This scene in Juan Antonio Bayona‘s The Orphanage (’07) in which Belen Rueda summons the ghosts of several children by playing the game “Uno, Dos, Tres, Toca la Pared” (i.e., One, Two, Three, Knock on the Wall), is one of the most genuinely creepy and unnerving scenes in the annals of adult (i.e., subdued) horror cinema, and it was done without resorting to a single visual effect.

Somewhere between 98% and 99% of horror filmmakers wouldn’t be able to deliver a scene like this if their lives depended on it — the idea wouldn’t even occur to them — and that is what I despise about the horror genre.

I’m sorry that this clip is underlit, but you can make out what’s going on with the kids slowly making their way into the room. The sound of the creaky door suddenly being opened off-screen is brilliant.

Branagh Walk-Back

I can’t reveal particulars, but another source is disagreeing with the hat-in-the-air praise for Kenneth Branagh‘s performance as Laurence Oliver in My Week With Marilyn that I passed along last April. This on top of a similar view posted yesterday by “Yahoo” has persuaded me to think, “Okay, let’s take it easy with the K. Branagh thing.” Particularly since the most recent opinion comes from a very perceptive fellow.

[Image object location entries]

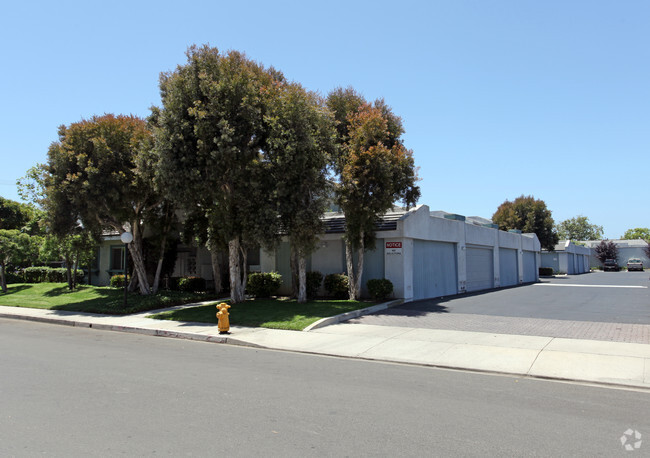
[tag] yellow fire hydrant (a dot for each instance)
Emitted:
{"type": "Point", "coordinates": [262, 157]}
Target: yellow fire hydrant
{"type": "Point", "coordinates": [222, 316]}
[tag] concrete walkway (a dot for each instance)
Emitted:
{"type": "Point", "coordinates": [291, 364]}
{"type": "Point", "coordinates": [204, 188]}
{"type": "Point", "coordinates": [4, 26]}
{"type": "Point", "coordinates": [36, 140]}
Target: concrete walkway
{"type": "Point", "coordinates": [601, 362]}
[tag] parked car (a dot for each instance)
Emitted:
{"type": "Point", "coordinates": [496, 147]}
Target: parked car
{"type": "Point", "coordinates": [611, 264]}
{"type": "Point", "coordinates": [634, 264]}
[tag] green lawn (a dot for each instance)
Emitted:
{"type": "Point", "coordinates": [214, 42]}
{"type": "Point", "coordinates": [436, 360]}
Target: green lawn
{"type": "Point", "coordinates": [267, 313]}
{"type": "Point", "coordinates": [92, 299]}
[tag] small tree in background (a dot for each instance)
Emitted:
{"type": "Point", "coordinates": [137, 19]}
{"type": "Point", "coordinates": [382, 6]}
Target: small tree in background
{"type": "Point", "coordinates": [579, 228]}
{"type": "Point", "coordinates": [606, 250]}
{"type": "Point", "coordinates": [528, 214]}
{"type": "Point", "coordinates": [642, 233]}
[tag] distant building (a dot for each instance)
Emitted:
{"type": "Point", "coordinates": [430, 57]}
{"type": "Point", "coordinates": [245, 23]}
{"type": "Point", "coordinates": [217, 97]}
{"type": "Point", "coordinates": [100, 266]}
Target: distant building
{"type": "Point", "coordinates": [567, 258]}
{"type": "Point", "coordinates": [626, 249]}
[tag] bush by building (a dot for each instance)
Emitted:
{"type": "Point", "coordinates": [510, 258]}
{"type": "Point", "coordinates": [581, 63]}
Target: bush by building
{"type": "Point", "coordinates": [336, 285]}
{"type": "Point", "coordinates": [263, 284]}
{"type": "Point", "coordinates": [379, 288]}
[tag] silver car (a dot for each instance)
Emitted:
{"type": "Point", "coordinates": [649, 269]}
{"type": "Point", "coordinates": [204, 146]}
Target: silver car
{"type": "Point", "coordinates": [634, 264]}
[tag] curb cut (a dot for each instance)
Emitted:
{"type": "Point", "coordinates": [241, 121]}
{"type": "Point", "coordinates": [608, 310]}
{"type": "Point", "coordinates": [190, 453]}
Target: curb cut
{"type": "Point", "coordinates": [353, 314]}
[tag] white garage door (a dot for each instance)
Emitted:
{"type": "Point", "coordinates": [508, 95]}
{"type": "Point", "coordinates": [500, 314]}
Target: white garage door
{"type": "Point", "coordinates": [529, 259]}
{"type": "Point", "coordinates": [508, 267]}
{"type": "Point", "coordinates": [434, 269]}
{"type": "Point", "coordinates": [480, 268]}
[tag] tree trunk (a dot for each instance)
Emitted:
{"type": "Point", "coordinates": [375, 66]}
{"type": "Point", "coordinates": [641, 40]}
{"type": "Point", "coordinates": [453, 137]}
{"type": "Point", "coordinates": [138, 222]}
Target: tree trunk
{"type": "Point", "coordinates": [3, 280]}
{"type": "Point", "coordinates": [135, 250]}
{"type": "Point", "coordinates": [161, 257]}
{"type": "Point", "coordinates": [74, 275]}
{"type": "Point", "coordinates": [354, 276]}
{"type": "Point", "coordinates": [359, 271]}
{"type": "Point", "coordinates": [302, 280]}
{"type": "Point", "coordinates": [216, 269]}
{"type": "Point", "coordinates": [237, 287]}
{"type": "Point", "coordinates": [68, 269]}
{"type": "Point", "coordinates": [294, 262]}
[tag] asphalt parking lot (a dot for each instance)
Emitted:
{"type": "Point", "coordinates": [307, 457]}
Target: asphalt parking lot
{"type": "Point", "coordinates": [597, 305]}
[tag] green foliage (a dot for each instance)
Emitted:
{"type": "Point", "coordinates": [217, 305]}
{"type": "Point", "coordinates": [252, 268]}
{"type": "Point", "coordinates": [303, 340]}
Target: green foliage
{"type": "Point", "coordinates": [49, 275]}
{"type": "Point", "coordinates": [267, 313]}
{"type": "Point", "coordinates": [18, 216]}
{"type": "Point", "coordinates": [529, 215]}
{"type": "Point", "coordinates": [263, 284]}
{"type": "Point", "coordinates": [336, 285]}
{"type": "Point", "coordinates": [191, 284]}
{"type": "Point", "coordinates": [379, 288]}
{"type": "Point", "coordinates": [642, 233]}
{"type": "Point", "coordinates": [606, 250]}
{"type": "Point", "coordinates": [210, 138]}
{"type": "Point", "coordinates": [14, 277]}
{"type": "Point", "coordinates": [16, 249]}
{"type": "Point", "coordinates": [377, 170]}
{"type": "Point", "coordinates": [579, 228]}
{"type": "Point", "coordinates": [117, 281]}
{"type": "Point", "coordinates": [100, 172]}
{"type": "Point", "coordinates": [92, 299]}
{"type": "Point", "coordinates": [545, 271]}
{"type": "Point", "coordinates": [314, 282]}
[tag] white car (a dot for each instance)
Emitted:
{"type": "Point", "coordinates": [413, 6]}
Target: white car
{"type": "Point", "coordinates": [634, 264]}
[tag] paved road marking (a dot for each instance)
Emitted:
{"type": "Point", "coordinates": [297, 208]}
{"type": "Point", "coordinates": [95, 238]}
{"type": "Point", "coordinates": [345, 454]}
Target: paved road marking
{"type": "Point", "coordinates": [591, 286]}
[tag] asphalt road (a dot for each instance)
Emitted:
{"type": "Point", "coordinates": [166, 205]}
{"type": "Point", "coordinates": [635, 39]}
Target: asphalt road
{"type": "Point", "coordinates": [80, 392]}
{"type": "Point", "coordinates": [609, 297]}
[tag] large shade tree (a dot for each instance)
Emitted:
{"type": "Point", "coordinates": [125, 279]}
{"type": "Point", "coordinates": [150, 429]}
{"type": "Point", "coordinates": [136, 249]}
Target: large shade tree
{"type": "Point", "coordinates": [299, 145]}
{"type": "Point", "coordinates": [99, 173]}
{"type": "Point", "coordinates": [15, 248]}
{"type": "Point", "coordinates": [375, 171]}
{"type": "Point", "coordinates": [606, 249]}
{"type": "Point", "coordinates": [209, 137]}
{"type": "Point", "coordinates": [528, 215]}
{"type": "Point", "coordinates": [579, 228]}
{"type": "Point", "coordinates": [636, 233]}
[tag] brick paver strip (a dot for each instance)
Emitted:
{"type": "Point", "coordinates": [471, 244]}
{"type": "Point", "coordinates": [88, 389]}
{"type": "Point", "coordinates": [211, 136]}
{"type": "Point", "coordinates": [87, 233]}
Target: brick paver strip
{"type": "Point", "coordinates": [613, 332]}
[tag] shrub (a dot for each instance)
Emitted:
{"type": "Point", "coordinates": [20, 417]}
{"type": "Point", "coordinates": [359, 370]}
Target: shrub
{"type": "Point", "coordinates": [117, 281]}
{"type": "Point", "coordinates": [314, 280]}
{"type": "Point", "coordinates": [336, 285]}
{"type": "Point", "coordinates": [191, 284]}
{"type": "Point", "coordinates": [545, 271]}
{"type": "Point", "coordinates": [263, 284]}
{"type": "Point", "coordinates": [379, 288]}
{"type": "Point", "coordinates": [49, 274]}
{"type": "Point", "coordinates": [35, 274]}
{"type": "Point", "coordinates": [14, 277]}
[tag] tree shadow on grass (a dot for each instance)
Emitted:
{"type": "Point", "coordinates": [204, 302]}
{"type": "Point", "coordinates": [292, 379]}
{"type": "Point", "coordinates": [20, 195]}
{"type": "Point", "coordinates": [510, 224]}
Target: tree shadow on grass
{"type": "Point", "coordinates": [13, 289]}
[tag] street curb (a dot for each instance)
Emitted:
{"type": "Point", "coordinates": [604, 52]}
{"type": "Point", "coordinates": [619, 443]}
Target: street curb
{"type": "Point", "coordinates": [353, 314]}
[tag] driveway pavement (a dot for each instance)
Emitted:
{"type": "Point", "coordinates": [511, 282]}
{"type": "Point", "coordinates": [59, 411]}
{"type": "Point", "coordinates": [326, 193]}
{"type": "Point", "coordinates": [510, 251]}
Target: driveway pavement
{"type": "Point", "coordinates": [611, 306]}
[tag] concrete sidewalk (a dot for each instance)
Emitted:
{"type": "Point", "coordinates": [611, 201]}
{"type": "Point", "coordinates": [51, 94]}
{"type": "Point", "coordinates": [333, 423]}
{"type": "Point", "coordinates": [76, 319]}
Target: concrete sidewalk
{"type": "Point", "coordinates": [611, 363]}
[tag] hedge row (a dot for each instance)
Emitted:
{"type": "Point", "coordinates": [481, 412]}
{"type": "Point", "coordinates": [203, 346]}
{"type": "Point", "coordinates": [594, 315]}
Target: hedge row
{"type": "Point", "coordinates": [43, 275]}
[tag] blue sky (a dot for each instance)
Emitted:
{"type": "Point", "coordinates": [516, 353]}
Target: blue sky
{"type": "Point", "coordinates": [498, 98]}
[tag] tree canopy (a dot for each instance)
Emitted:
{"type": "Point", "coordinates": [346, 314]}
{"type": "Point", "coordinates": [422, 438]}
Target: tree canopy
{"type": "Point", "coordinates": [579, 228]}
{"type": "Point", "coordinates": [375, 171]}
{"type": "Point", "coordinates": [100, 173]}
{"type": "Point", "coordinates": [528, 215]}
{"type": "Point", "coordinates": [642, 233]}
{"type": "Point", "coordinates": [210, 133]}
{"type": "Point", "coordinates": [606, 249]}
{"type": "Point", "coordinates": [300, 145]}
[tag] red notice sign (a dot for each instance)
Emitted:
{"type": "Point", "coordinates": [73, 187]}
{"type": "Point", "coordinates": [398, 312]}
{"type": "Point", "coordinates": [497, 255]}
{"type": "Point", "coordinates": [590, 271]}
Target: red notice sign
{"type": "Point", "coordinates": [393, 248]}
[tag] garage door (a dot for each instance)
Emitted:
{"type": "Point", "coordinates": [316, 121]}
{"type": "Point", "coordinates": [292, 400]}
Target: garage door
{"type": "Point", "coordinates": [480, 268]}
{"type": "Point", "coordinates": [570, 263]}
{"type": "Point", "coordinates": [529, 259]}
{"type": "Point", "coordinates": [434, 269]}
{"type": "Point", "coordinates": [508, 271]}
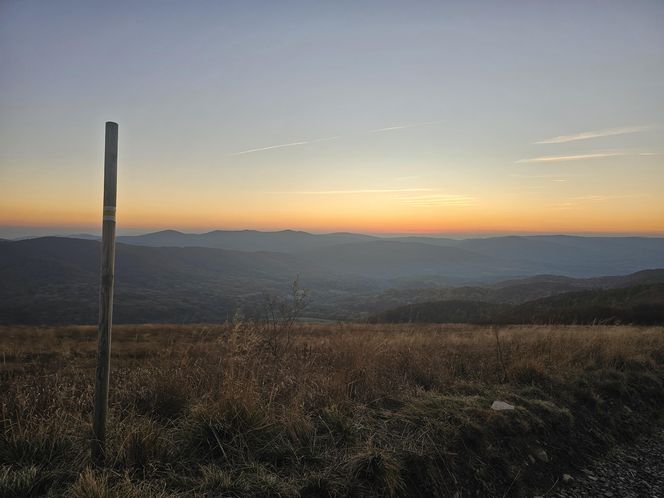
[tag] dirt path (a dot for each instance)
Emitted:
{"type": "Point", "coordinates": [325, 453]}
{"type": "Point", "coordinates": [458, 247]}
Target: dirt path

▶ GIVEN REQUEST A: Condense the paragraph of the film commentary that begins "This scene in Juan Antonio" into a shorter version that keeps its main facts.
▶ GIVEN REQUEST B: Transcribe everything in the film commentary from "This scene in" down to "off-screen is brilliant.".

▶ WRITTEN ANSWER A: In Juan Antonio Bayona's The Orphanage ('07), Belen Rueda summons the ghosts of several children by playing "Uno, Dos, Tres, Toca la Pared" (One, Two, Three, Knock on the Wall). The scene is one of the creepiest in adult, or subdued, horror cinema, and it uses no visual effects.

▶ WRITTEN ANSWER B:
This scene in Juan Antonio Bayona‘s The Orphanage (’07) in which Belen Rueda summons the ghosts of several children by playing the game “Uno, Dos, Tres, Toca la Pared” (i.e., One, Two, Three, Knock on the Wall), is one of the most genuinely creepy and unnerving scenes in the annals of adult (i.e., subdued) horror cinema, and it was done without resorting to a single visual effect.

Somewhere between 98% and 99% of horror filmmakers wouldn’t be able to deliver a scene like this if their lives depended on it — the idea wouldn’t even occur to them — and that is what I despise about the horror genre.

I’m sorry that this clip is underlit, but you can make out what’s going on with the kids slowly making their way into the room. The sound of the creaky door suddenly being opened off-screen is brilliant.